> **Given task**
Could you reproduce, word for word, only the lines of the records that start with the line containing "Your task is straightforward. Given the image, detect tree and" and go on through the line containing "top-left (174, 63), bottom-right (199, 94)", including both of those lines?

> **Supplied data**
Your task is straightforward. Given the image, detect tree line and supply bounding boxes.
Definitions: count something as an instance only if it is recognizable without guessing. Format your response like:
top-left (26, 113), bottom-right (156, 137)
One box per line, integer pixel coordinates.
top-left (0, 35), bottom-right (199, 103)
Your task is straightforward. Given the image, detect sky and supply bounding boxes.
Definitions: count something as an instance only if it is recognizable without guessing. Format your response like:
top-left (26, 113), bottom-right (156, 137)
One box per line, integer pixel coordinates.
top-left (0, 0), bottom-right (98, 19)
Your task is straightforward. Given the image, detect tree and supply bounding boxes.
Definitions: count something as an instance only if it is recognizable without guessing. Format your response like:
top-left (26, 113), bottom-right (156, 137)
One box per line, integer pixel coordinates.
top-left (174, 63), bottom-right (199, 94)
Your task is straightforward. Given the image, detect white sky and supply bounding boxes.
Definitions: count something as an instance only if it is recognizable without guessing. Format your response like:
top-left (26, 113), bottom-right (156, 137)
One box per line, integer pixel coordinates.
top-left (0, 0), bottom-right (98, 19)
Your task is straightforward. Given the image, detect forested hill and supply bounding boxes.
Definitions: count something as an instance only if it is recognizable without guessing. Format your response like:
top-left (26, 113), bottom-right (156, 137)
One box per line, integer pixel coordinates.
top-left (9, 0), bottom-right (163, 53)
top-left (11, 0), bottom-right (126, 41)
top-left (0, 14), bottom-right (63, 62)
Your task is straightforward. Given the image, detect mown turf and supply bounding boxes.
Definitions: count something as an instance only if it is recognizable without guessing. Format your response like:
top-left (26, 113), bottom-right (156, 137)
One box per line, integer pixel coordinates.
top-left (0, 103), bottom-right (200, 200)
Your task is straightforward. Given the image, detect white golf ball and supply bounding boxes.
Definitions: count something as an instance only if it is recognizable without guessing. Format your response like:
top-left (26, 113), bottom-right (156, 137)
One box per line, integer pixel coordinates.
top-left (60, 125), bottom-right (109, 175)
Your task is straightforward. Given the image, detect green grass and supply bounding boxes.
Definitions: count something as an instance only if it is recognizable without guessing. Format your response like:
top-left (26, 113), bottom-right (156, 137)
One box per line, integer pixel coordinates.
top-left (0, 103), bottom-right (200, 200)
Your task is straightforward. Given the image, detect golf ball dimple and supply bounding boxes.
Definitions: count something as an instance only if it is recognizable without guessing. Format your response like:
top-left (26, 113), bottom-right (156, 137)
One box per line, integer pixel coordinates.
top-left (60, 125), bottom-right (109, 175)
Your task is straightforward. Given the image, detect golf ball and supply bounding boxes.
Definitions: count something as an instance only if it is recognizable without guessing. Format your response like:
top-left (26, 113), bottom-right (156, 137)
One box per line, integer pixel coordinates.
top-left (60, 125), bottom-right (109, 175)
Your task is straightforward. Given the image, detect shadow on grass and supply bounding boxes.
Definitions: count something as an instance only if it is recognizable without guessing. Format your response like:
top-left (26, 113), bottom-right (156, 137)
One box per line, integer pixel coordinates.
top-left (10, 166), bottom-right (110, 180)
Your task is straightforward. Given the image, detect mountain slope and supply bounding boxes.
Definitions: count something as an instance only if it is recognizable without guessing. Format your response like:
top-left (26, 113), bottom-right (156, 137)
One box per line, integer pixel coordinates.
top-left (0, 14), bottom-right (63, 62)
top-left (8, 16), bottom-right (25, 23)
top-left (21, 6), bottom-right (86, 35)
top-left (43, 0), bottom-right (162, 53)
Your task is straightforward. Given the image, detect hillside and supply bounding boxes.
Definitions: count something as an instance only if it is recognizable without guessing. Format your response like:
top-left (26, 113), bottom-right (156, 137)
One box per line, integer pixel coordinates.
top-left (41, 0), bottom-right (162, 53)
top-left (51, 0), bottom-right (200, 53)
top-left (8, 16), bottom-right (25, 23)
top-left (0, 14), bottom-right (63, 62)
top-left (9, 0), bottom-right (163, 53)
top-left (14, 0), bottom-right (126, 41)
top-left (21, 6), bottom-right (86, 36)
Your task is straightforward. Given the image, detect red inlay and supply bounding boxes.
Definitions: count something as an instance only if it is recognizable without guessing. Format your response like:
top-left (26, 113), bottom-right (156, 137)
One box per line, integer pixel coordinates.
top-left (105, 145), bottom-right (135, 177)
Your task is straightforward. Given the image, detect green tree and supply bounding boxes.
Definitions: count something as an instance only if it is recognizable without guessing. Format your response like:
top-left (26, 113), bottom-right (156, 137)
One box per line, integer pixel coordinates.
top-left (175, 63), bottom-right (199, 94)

> **Written solution**
Your task is straightforward. Given the image, detect tree and supply bounding boxes.
Definitions: count something as an instance only if it is recognizable without guessing. Format your response like:
top-left (26, 113), bottom-right (156, 137)
One box per line, integer pixel coordinates.
top-left (174, 63), bottom-right (199, 94)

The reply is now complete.